--- RECORDED DATA ---
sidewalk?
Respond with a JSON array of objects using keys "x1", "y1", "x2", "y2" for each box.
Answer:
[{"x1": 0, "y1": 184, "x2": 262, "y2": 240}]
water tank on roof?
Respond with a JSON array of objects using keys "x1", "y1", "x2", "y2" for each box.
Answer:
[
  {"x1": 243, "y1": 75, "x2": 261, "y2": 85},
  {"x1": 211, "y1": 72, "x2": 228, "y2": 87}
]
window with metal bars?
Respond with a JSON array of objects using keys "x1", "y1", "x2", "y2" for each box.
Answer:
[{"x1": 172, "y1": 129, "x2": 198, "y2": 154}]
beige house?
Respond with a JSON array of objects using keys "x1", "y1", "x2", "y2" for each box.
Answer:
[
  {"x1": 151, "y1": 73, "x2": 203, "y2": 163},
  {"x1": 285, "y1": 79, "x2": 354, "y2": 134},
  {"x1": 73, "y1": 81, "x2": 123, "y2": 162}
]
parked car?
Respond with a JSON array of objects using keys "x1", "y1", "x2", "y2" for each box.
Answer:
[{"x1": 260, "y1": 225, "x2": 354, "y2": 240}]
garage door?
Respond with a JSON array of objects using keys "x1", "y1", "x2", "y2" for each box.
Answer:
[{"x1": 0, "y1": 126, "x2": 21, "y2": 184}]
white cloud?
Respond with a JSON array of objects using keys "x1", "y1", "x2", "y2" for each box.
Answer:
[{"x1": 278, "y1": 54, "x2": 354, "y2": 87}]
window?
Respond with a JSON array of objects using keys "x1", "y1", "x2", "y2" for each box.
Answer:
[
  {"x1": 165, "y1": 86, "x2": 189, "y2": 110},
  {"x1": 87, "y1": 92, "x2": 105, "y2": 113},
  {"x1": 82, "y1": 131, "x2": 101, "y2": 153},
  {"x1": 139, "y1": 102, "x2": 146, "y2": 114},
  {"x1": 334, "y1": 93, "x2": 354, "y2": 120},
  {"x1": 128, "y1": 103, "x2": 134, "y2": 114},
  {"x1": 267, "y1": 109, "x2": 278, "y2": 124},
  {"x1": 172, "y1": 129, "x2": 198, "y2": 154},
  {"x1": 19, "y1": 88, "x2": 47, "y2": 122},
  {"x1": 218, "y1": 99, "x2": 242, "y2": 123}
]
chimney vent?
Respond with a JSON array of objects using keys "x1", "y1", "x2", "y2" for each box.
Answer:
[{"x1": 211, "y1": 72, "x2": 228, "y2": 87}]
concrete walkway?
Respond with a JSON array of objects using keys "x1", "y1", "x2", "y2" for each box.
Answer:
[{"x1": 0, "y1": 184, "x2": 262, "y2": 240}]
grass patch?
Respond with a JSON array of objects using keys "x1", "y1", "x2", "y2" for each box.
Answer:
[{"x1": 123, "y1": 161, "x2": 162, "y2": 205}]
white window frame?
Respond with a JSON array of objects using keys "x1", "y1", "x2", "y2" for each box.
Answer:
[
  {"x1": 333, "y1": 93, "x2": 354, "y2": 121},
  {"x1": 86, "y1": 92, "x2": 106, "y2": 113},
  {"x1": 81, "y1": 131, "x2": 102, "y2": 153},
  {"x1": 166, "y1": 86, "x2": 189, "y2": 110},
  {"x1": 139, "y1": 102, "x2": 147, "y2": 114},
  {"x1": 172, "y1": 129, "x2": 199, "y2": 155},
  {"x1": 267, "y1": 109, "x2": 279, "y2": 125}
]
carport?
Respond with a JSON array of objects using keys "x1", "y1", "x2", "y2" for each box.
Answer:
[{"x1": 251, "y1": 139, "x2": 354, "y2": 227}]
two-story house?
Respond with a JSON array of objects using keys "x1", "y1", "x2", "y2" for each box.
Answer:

--- TASK INSTRUCTIONS ---
Pull out every line of the items above that contains the word "window", and list those lines.

--- RESULT OF THE EXERCISE ---
window with metal bars?
window?
white window frame?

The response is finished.